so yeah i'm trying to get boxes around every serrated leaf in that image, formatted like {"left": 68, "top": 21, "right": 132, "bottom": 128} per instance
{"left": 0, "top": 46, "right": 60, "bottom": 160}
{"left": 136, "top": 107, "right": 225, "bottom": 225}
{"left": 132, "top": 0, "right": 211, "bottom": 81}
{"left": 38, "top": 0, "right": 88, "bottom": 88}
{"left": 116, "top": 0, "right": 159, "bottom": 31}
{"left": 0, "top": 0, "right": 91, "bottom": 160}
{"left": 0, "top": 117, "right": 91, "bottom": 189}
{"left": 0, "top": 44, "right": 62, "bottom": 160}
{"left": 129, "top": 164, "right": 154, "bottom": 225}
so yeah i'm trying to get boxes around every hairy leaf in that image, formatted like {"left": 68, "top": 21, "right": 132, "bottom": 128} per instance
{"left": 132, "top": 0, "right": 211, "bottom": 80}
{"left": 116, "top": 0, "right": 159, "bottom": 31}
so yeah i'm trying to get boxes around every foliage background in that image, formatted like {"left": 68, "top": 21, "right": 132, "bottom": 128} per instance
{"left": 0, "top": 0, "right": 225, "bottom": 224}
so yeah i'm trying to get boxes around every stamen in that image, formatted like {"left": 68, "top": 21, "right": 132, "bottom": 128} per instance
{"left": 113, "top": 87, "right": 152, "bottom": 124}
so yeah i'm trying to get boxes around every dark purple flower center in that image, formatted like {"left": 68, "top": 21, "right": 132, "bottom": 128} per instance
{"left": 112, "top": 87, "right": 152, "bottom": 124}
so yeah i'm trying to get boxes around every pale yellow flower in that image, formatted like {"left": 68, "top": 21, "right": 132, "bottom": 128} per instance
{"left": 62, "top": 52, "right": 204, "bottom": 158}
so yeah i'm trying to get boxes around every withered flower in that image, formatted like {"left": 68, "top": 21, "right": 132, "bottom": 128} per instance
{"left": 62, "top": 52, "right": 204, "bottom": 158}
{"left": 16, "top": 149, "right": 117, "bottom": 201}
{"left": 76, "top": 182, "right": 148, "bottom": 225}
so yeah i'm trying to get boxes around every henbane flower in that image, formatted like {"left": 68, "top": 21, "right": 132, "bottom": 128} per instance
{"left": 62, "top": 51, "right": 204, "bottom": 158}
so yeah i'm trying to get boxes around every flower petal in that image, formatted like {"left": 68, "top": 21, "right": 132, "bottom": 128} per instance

◇ ◇ ◇ ◇

__Instructions for the task__. Copy every entry exactly as it is given.

__Solution to the exercise__.
so yeah i'm trying to get boxes around every serrated leaf in that image, formatted like {"left": 68, "top": 21, "right": 132, "bottom": 128} per instance
{"left": 0, "top": 46, "right": 60, "bottom": 160}
{"left": 136, "top": 107, "right": 225, "bottom": 225}
{"left": 132, "top": 0, "right": 211, "bottom": 81}
{"left": 38, "top": 0, "right": 88, "bottom": 88}
{"left": 116, "top": 0, "right": 159, "bottom": 31}
{"left": 0, "top": 0, "right": 91, "bottom": 160}
{"left": 0, "top": 117, "right": 91, "bottom": 189}
{"left": 0, "top": 44, "right": 62, "bottom": 160}
{"left": 129, "top": 164, "right": 154, "bottom": 225}
so yeah i'm trying to get boxes around every hairy leaf in that image, formatted like {"left": 68, "top": 21, "right": 132, "bottom": 128} per instance
{"left": 132, "top": 0, "right": 211, "bottom": 80}
{"left": 116, "top": 0, "right": 159, "bottom": 31}
so yeah i'm trying to get boxes around every foliage background in that image, formatted like {"left": 68, "top": 21, "right": 132, "bottom": 128} per instance
{"left": 0, "top": 0, "right": 225, "bottom": 224}
so yeah i'm trying to get boxes around every stamen in that image, formatted like {"left": 68, "top": 21, "right": 132, "bottom": 128} per instance
{"left": 113, "top": 87, "right": 152, "bottom": 124}
so yeah i'm trying to get boxes around every dark purple flower center in that image, formatted like {"left": 68, "top": 21, "right": 132, "bottom": 128} per instance
{"left": 112, "top": 87, "right": 152, "bottom": 124}
so yeah i'm trying to get boxes around every pale yellow flower in that image, formatted like {"left": 68, "top": 21, "right": 132, "bottom": 128} per instance
{"left": 62, "top": 52, "right": 204, "bottom": 158}
so yeah i'm trying to get boxes around every withered flower in that image, formatted like {"left": 68, "top": 21, "right": 132, "bottom": 128} per instance
{"left": 62, "top": 52, "right": 204, "bottom": 158}
{"left": 16, "top": 149, "right": 117, "bottom": 201}
{"left": 76, "top": 182, "right": 148, "bottom": 225}
so yeah i'm trying to get boxes around every henbane flower in that image, formatted like {"left": 68, "top": 21, "right": 132, "bottom": 128} per instance
{"left": 62, "top": 51, "right": 204, "bottom": 158}
so yeah i'm trying to get boxes around every flower petal in that image, formatted like {"left": 68, "top": 21, "right": 132, "bottom": 128} per instance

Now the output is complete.